_ENTRIES PROVIDED_
__________

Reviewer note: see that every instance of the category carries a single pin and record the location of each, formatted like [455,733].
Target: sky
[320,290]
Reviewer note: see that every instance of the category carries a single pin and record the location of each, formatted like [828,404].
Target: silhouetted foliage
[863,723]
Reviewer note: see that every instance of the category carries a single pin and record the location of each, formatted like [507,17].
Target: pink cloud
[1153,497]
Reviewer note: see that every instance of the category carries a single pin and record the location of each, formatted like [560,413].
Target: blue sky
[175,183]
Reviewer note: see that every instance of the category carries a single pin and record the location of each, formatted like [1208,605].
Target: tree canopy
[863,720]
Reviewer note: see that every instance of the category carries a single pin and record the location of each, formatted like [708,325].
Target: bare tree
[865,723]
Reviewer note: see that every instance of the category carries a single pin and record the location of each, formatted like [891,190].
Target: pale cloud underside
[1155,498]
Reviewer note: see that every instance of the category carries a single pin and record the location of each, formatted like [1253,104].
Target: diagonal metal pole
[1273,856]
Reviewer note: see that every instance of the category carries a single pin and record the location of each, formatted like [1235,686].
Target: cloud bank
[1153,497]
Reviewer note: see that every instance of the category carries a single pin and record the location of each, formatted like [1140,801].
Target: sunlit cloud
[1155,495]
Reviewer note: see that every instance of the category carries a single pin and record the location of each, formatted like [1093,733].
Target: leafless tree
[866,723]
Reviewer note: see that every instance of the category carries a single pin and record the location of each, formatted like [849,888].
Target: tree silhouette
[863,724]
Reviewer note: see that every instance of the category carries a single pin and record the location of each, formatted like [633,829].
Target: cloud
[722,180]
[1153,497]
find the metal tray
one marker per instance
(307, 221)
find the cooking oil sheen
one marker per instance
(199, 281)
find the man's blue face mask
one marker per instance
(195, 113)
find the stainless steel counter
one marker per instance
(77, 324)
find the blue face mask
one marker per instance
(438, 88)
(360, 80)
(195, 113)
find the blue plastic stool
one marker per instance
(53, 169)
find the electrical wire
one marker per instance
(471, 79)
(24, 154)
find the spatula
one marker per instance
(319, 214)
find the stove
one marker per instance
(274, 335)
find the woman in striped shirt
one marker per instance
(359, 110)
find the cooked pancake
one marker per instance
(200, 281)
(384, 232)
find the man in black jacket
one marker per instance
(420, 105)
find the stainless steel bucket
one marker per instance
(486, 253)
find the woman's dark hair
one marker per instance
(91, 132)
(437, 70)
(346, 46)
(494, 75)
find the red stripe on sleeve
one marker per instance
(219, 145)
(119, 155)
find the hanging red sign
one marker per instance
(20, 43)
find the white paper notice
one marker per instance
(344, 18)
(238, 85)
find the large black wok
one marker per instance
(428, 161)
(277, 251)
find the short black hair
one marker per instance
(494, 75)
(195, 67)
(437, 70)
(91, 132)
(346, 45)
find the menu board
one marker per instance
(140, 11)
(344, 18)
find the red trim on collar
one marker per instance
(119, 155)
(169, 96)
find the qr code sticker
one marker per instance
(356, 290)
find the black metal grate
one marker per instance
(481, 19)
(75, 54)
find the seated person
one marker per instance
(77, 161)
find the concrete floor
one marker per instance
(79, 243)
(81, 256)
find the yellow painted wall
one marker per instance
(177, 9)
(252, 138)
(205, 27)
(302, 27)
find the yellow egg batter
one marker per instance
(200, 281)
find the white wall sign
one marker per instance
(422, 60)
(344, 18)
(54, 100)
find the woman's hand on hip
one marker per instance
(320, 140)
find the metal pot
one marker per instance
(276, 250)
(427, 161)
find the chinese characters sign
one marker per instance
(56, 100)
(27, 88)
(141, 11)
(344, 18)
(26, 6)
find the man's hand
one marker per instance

__________

_WHAT NEEDS TO BE DONE_
Filter the data for the string "hand" and copy every line that has it.

_RESPONSE TO THE TASK_
find the woman's hand on hip
find the man's hand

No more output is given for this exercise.